▶ **TASK STATEMENT**
Copy the following material line for line, with no changes.

▶ **SUPPLIED INFORMATION**
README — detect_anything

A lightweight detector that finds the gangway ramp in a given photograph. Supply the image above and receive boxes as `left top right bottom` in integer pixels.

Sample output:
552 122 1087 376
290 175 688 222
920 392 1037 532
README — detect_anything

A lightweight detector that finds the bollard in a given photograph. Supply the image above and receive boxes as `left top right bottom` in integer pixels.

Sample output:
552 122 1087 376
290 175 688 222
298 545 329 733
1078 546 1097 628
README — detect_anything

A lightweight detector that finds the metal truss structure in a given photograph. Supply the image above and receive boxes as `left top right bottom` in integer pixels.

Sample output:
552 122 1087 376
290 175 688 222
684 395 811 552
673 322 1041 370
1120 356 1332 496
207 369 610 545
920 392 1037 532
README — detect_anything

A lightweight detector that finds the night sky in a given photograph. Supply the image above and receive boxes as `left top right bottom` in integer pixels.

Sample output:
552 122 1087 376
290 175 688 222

▶ **RESULT OF THE TASK**
README — detect_anything

A lightweight detector that finds the gangway ramp in a given photograph. Supply the image above and receive boxes as `left top right bottom` in integer pixels.

Sample output:
552 122 1087 376
290 175 688 222
920 392 1037 532
README — detect_anything

A lightweight detector that finds the bollard in a given photograph. Supply the image above and receive boxes as `left top right bottom` in integer pixels.

Sample output:
552 122 1087 376
290 175 688 222
298 545 329 733
1078 546 1097 628
README — detect_anything

A lightweight detector that finds the metal truss structure in a given photograph. Supply the image above and receive boxes as `left top right bottom` in integer pixels.

Sample output:
552 122 1087 376
290 175 688 222
684 395 811 552
673 322 1041 370
1120 356 1332 496
207 369 610 545
920 392 1037 532
README — detect_anything

A lightweight detector that finds the night sky in a given photograph. Supply the image above and receive boxes as `left top right bottom` in integer pixels.

Sample output:
552 122 1087 376
290 175 688 222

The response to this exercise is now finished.